• [DIRECTIVE 1] Reproduce the rows below from the line containing "Can you find the mountain slope" to the line containing "[[292, 114], [438, 109]]", both lines included.

── QUOTED PASSAGE

As AI chips improve, is TOPS the best way to measure their power?

Once in a while, a young company will claim it has more experience than would be logical — a just-opened law firm might tout 60 years of legal experience, but actually consist of three people who have each practiced law for 20 years. The number “60” catches your eye and summarizes something, yet might leave you wondering whether to prefer one lawyer with 60 years of experience. There’s actually no universally correct answer; your choice should be based on the type of services you’re looking for. A single lawyer might be superb at certain tasks and not great at others, while three lawyers with solid experience could canvas a wider collection of subjects.

If you understand that example, you also understand the challenge of evaluating AI chip performance using “TOPS,” a metric that means Trillions of Operations Per Second, or “tera operations per second.” Over the past few years, mobile and laptop chips have grown to include dedicated AI processors, typically measured by TOPS as an abstract measure of capability. Apple’s A14 Bionic brings 11 TOPS of “machine learning performance” to the new iPad Air tablet, while Qualcomm’s smartphone-ready Snapdragon 865 claims a faster AI processing speed of 15 TOPS.

But whether you’re an executive considering the purchase of new AI-capable computers for an enterprise, or an end user hoping to understand just how much power your next phone will have, you’re probably wondering what these TOPS numbers really mean. To demystify the concept and put it in some perspective, let’s take a high-level look at the concept of TOPS, as well as some examples of how companies are marketing chips using this metric.

TOPS, explained

Though some people dislike the use of abstract performance metrics when evaluating computing capabilities, customers tend to prefer simple, seemingly understandable distillations to the alternative, and perhaps rightfully so. TOPS is a classic example of a simplifying metric: It tells you in a single number how many computing operations an AI chip can handle in one second — in other words, how many basic math problems a chip can solve in that very short period of time. While TOPS doesn’t differentiate between the types or quality of operations a chip can process, if one AI chip offers 5 TOPS and another offers 10 TOPS, you might correctly assume that the second is twice as fast as the first.

Yes, holding all else equal, a chip that does twice as much in one second as last year’s version could be a big leap forward. As AI chips blossom and mature, the year-to-year AI processing improvement may even be as much as nine times, not just two. But from chip to chip, there may be multiple processing cores tackling AI tasks, as well as differences in the types of operations and tasks certain chips specialize in. One company’s solution might be optimized for common computer vision tasks, or able to compress deep learning models, giving it edges over less purpose-specific rivals; another may just be solid across the board, regardless of what’s thrown at it. Just like the law firm example above, distilling everything down to one number removes the nuance of how that number was arrived at, potentially distracting customers from specializations that make a big difference to developers.

────
── DATASET

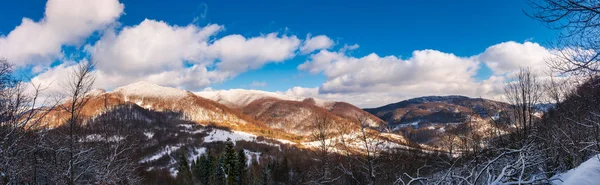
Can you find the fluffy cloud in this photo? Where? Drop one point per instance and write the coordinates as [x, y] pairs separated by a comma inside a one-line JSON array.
[[238, 54], [65, 22], [316, 43], [430, 68], [373, 80], [508, 57], [258, 84], [183, 56]]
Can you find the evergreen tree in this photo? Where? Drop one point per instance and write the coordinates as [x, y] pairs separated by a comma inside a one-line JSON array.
[[184, 175], [241, 168], [230, 163], [203, 169], [220, 174]]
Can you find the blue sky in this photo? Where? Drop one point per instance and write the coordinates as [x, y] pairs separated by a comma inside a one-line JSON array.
[[387, 28]]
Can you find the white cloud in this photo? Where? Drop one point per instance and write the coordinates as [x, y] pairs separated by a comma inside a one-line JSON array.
[[183, 56], [156, 52], [316, 43], [373, 80], [238, 54], [510, 56], [65, 22], [258, 84], [374, 73]]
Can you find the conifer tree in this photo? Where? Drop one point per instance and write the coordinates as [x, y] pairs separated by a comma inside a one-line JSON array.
[[230, 163], [184, 175], [242, 168]]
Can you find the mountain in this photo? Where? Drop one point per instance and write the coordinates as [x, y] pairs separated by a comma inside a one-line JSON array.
[[438, 109], [291, 114], [162, 99]]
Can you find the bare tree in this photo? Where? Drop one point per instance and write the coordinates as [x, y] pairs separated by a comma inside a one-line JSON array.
[[18, 117], [524, 93], [80, 81], [323, 126], [578, 24]]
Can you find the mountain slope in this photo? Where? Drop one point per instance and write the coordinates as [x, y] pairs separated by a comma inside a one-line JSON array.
[[292, 114], [438, 109]]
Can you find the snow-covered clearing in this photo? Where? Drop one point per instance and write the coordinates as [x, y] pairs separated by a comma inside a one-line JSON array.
[[167, 150], [587, 173]]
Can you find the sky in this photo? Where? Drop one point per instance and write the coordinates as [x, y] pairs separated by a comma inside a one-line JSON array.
[[366, 53]]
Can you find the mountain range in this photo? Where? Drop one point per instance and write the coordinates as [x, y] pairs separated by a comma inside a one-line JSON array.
[[167, 120]]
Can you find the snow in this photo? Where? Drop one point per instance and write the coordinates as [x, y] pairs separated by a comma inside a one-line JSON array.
[[243, 97], [197, 152], [166, 151], [222, 135], [587, 173], [98, 137], [250, 155], [145, 89], [149, 135], [95, 92]]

────

• [DIRECTIVE 2] Continue the article above about using TOPS to measure AI chip performance, starting from where it stops.

• [FINAL RESULT 1]
Can you find the mountain slope in this photo? Where? Drop one point per instance and write the coordinates as [x, y] pairs separated by a comma inside a one-line JSON array.
[[292, 114], [438, 109]]

• [FINAL RESULT 2]
Simple measures like TOPS have their appeal, but over time, they tend to lose whatever meaning and marketing appeal they might initially have had. Video game consoles were once measured by “bits” until the Atari Jaguar arrived as the first “64-bit” console, demonstrating the foolishness of focusing on a single metric when total system performance was more important. Sony’s “32-bit” PlayStation ultimately outsold the Jaguar by a 400:1 ratio, and Nintendo’s 64-bit console by a 3:1 ratio, all but ending reliance on bits as a proxy for capability. Megahertz and gigahertz, the classic measures of CPU speeds, have similarly become less relevant in determining overall computer performance in recent years.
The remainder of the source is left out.